**GIVEN PROBLEM**
Please copy exactly the lines that begin with the one containing "In this picture, where can the blue and" and end with the last line of the entries.

[begin ENTRIES PROVIDED]

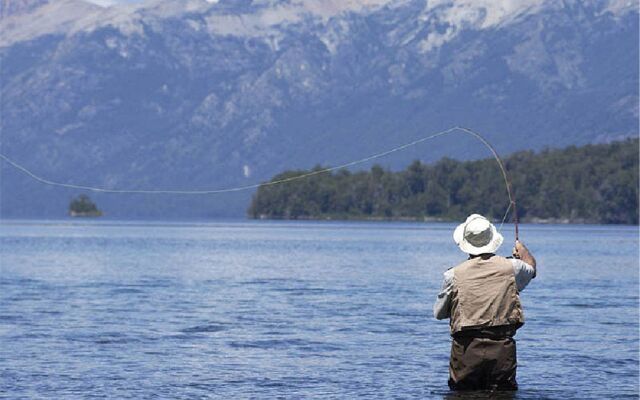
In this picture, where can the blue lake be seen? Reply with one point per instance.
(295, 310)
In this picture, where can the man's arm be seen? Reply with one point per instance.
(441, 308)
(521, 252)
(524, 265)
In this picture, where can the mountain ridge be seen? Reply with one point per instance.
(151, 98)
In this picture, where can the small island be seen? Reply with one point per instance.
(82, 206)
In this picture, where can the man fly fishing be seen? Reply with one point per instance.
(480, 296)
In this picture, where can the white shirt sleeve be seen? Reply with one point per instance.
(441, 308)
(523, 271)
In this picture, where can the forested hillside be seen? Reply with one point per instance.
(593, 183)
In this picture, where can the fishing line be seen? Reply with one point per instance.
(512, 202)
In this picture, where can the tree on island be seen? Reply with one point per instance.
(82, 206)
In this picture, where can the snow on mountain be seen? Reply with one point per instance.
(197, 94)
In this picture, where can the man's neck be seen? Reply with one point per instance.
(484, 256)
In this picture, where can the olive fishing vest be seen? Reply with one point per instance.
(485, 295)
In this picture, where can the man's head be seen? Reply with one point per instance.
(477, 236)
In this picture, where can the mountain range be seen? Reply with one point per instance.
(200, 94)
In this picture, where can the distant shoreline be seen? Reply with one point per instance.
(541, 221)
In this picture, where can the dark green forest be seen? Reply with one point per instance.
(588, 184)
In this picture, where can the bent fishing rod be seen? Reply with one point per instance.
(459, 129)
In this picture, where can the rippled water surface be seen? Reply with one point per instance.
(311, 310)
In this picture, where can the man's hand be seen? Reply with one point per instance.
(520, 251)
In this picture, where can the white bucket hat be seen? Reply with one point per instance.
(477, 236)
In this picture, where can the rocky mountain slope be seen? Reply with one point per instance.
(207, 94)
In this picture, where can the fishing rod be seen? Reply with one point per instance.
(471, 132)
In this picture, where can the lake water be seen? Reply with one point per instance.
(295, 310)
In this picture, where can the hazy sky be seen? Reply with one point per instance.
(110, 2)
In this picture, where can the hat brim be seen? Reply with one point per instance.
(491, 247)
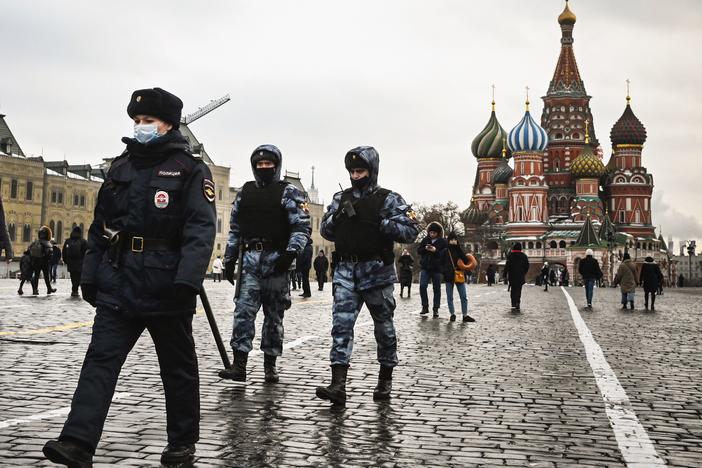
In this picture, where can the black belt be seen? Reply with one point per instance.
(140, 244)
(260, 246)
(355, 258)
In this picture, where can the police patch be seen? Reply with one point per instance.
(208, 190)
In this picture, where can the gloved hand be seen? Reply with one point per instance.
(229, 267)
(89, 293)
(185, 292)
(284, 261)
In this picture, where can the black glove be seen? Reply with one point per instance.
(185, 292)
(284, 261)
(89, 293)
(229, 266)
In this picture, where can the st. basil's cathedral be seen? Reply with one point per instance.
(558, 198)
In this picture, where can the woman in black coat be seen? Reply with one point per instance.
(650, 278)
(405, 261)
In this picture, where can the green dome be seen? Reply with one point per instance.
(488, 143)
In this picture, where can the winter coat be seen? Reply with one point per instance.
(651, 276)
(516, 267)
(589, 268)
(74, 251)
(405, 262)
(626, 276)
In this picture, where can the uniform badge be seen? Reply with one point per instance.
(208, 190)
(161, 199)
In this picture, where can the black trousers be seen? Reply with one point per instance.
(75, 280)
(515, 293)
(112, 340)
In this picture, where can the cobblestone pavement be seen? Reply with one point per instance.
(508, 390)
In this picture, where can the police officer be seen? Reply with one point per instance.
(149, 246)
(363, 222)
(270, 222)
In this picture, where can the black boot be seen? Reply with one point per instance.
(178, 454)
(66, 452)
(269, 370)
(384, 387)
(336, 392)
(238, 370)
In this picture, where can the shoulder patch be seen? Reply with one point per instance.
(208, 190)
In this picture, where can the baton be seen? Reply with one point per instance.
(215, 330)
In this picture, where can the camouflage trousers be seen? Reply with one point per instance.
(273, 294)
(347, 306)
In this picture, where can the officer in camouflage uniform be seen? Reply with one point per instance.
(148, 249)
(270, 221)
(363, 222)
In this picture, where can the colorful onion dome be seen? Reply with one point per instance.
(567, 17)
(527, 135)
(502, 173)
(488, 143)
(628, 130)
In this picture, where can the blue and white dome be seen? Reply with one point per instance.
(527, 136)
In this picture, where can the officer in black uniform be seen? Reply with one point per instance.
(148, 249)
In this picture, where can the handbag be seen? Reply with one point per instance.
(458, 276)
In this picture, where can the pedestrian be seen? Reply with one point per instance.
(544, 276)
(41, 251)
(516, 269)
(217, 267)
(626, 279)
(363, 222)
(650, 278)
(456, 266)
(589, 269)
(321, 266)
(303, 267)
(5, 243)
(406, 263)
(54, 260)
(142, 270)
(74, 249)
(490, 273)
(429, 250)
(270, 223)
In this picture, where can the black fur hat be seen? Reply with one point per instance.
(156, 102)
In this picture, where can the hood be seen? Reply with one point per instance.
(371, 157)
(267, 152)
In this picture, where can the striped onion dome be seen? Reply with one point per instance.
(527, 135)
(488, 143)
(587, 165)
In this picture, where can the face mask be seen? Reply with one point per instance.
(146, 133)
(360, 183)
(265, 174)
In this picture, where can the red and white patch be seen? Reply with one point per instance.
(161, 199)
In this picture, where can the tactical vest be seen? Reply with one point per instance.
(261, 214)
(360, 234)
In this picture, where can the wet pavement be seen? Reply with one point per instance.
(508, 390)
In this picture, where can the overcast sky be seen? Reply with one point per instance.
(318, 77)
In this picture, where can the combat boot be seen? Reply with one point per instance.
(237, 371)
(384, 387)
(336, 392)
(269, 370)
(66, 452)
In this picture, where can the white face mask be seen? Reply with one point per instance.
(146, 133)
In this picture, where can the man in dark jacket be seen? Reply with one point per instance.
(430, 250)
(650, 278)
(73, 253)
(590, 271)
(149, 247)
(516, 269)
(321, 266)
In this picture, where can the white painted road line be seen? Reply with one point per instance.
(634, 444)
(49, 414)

[end ENTRIES PROVIDED]

**OUTPUT**
In this picture, where can the blue and white dome be seen? Reply with one point per instance.
(527, 136)
In this picture, where can the officer in black uniform be seen? Reply with one point per instance.
(148, 249)
In this picture, where can the handbag be seen? Reply with one point per instance.
(458, 276)
In this picture, where can the pedestrian be seen? Reply with one point per instance.
(544, 276)
(41, 251)
(516, 269)
(217, 267)
(626, 279)
(363, 222)
(650, 278)
(456, 266)
(589, 269)
(321, 266)
(303, 267)
(5, 243)
(406, 263)
(54, 260)
(142, 270)
(74, 249)
(490, 273)
(429, 250)
(270, 223)
In this picture, where can the black fur hat be seen? Reply with one point per instance.
(156, 102)
In this picture, where can the hood be seen? Reply with one point per instance.
(371, 157)
(267, 152)
In this picture, where can the striped onion dome be seen? Reply with one point per instance.
(527, 135)
(488, 143)
(587, 165)
In this picture, where can the face mask be seen? Reply with one point per instance.
(146, 133)
(360, 183)
(265, 174)
In this picture, where can the red and white patch be seen? Reply with one point per instance.
(161, 199)
In this picture, where can the tactical vest be seen? Reply with one point per instance.
(261, 214)
(360, 234)
In this picture, where can the wet pavement be seen? Reply with one point per instance.
(508, 390)
In this picture, where can the overcast sky be seen? Reply with one point per instance.
(318, 77)
In this picture, where can the combat boot be seen? Reply with one point per instance.
(237, 371)
(384, 387)
(336, 392)
(269, 370)
(66, 452)
In this picture, where can the white face mask be seen? Reply with one point per instance.
(146, 133)
In this picture, where can the man in dark jacket be seen? Reply with one point per instance.
(430, 250)
(650, 278)
(73, 253)
(590, 271)
(149, 247)
(516, 269)
(321, 266)
In this picture, where can the white painted road line be seen? Reply with one point per instance.
(634, 444)
(49, 414)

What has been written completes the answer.